_Exercise task 1:_ List every US patent number that the well-log processing text below cites for the DSI tool.
_Exercise task 2:_ Summarize the well-log processing text below in two sentences.
_Exercise task 3:_ Continue the well-log processing text below from the point where it stops.

_Text block:_
* * *

Method of processing data obtained from an interval of a borehole using an array tool, such as a sonic logging tool, to make a series of measurements in the interval, the method comprising: (i) determining from data, a set of parameters, such as transit time differences or formation slowness, relating to the formation for each pair of receivers in the array for each measurement in the series; (ii) removing any parameters which fall outside predetermined limits based on the known physical properties of the borehole; (iii) comparing pairs of parameters relating to measurements at the same location in the interval; and (iv) statistical processing of the comparisons to determine an acceptable value for the parameter at each location in the interval.

Description

PROCESSING WELL LOG DATA
TECHNICAL FIELD
The present invention relates to the processing of well log data, and in particular to the processing of log data from an array of receivers to remove misleading or unrepresentative data from the dataset acquired from such an array.
BACKGROUND ART
Array logging tools for logging underground formations surrounding a borehole typically comprise one or more signal sources and an array of receivers. Such tools are often acoustic logging tools in which a transmitter excites an acoustic signal which passes through the formation to an array of receivers spaced from the transmitter. By measuring the time between detection of the signal at each receiver, it is possible to determine the speed at which the signal moves through the formation and hence the nature of the formation. The measure of movement of an acoustic signal through the formation is usually known as the "slowness" of the formation (the time for the signal to move a given distance, usually given in μs/ft). One example of such a tool is the DSI tool of Schlumberger which is described in more detail in US 4,850,450; US 4,862,991 ; US 4,872,526; US 5,036,945; and US 5,043,952.
A different type of logging tool to that described above is shown in Figure 1 , and comprises a pair of acoustic transmitters Tl , T2 and an array of five acoustic receivers Rl - R5 positioned half way between the two transmitters. For this tool, the manner of processing data is to consider each pair of receivers RxRy and to determine the difference in transit time for a signal from a given transmitter Tz to reach each of the receivers (ΔT > = Trzl - T ). The manner of detecting and determining ΔT is described in WO 97/28464 and the difference in transit times is assumed to be a measure of the formation slowness at the mid-point between the two receivers. If the array of receivers has sufficient members and is regularly spaced, this approach will lead to redundancy in the measurement since the array will give several measurements of the slowness at certain points as measured by different combinations of receivers. This redundancy is enhanced when two transmitters are used as in the tool of Figure 1. While a degree of variability is inevitable between measurements of the same region, from time to time, there will be measurements which have such large scale errors that including them in processing to determine formation properties leads to misleading or inaccurate results.

* * *

_Data section:_
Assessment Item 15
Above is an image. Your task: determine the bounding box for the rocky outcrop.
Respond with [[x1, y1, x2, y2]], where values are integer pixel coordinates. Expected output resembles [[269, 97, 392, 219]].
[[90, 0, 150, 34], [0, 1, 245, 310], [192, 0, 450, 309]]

* * *

_Answer 1:_
US 4,850,450
US 4,862,991
US 4,872,526
US 5,036,945
US 5,043,952

_Answer 2:_ The method processes data from an array tool, such as a sonic logging tool, by finding a parameter like formation slowness for each receiver pair and removing values that fall outside limits set by the borehole's known physical properties. It then statistically processes comparisons of measurements at the same location to reach an acceptable value, because regularly spaced receivers and two transmitters give redundant measurements, some with errors large enough to produce misleading or inaccurate results.

_Answer 3:_
This problem can apply to different types of array measurements in boreholes and can be stated as follows (sonic logging issues given in parentheses): Given a set of transmitter to receiver (slowness) measurements from an array (sonic) tool, some of which may be affected by large scale errors (e.g. false detection), and others affected by small scale errors (e.g. ray path effects, depth errors, alteration effects), find the "best estimate " of the formation property (slowness) by rejecting the large scale errors and compensating, where possible, for the small scale errors.
The present invention seeks to provide a processing method for array well log data which reduces the impact of "bad" data on the determination of formation properties from that data.
DISCLOSURE OF INVENTION
In its broadest scope, the invention comprises a method of processing data obtained from an interval of a borehole using an array tool to make a series of measurements in the interval, the method comprising:
(i) determining from data, a set of parameters relating to the formation for each pair of receivers in the array for each measurement in the series;
(ii) comparing pairs of parameters relating to measurements at the same location in the interval; and
(iii) statistical processing of the comparisons to determine an acceptable value for the parameter at each location in the interval.
Preferably any parameters which fall outside predetermined limits based on the known physical properties of the borehole are removed prior to comparing the pairs of parameters.
There are two particular methods falling within the scope of the invention relating to processing sonic logging data. The first method includes the steps of:
(1) computing slowness curves for the interval for each pair of receivers in the array; (2) eliminating extreme values lying outside the predetermined physical thresholds;
(3) determining the separation of each curve from the other curves;
(4) forming groups of curves based on the determined separations;
(5) selecting the group(s) with the largest number of curves; (6) processing the group statistically to remove outliers; and
(7) determining formation properties from the processed group.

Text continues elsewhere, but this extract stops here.